Document extract:
Pound Plunges to 9 Month Low Versus the Euro as BoE Disappoints
  • Pound (GBP) extends gains after a hawkish Andre Bailey
  • UK GDP growth slows
  • Euro (EUR) slips despite ECB tapering bond purchases
  • The move was broadly expected

The Pound Euro (GBP/EUR) exchange rate is rising higher on Friday for a third straight session. The pair settled +0.4% higher in the previous session at €1.1698. At 08:45 UTC, GBP/EUR trades +0.2% at €1.1720. The pair is set to book mild gains in the region of +0.4% across the week.

The Pound continues to surge higher following hawkish comments from Bank of England Andrew Bailey yesterday. The BoE Governor confirmed that he believed that the minimum conditions had been reached for considering an interest rate hike. He added cautiously that the conditions were not yet sufficient to justify a hike. Even so, the upbeat comments suggested that the UK economy was close to a stimulus reduction.

Today the Pound has continued rising despite data revealing that the UK economy grew at a slower pace than expected in August. UK GDP was 0.1% month on month in July, down from 1% in June and missing analysts forecasts of 0.6%.

Economic growth slowed as covid cases ticked higher and millions of workers were told to self isolate.

The Euro is edging lower following the European Central Bank’s decision yesterday. The central bank announced that it will only slightly reduce it emergency bond purchases over the coming quarter, as expected.

The ECB is taking small steps to unwind its emergency aid. However, the central bank also said that the support could continue until at least the end of March next year, if not longer. The ECB gave no clues as to what the next moves could be.

The decision was taken by the ECB as inflation hit an almost decade high of 3%. German inflation data was release today and confirmed that consumer prices in the Eurozone’s largest economy hit 3.9% year on year.

Looking ahead ECB President Christine Lagarde is due to speak. However, she is unlikely to vring anything new to the table.

Data extracts:
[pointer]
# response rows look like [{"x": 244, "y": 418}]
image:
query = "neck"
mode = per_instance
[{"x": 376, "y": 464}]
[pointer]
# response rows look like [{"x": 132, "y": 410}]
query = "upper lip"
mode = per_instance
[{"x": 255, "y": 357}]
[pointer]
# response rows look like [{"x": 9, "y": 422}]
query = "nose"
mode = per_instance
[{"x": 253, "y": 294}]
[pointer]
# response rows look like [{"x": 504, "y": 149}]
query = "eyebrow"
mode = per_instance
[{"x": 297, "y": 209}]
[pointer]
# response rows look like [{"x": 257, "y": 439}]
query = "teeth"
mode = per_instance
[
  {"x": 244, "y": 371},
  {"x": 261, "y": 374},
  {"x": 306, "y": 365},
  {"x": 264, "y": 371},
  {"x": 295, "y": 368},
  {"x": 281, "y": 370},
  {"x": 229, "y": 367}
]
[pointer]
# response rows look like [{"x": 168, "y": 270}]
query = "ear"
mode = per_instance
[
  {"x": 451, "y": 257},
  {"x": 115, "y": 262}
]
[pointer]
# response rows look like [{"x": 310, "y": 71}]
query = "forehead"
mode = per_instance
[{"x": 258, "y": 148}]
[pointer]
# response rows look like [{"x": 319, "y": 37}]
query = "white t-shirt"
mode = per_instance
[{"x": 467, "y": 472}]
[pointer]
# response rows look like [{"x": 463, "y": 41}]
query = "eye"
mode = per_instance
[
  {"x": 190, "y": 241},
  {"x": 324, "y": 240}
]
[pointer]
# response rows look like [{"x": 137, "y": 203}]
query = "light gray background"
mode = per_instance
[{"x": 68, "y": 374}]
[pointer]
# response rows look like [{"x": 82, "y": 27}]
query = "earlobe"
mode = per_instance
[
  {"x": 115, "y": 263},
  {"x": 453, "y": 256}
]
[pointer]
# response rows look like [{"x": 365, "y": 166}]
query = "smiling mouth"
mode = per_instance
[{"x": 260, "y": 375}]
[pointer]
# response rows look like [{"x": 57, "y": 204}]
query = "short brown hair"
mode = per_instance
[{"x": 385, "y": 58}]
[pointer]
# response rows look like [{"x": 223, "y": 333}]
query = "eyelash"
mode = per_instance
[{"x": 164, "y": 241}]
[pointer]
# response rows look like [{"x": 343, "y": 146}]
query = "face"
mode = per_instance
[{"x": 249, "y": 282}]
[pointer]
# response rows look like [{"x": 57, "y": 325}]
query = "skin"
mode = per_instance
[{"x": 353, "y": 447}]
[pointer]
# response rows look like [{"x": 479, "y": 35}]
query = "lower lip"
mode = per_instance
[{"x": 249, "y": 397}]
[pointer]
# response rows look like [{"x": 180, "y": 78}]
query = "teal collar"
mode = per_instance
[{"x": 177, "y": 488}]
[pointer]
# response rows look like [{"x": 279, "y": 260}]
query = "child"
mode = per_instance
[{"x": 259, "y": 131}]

Assignment:
Can you copy, word for word, the stretch of the pound and euro article from "The Pound continues" through "a stimulus reduction."? The rows play no part in what comes next.

Final answer:
The Pound continues to surge higher following hawkish comments from Bank of England Andrew Bailey yesterday. The BoE Governor confirmed that he believed that the minimum conditions had been reached for considering an interest rate hike. He added cautiously that the conditions were not yet sufficient to justify a hike. Even so, the upbeat comments suggested that the UK economy was close to a stimulus reduction.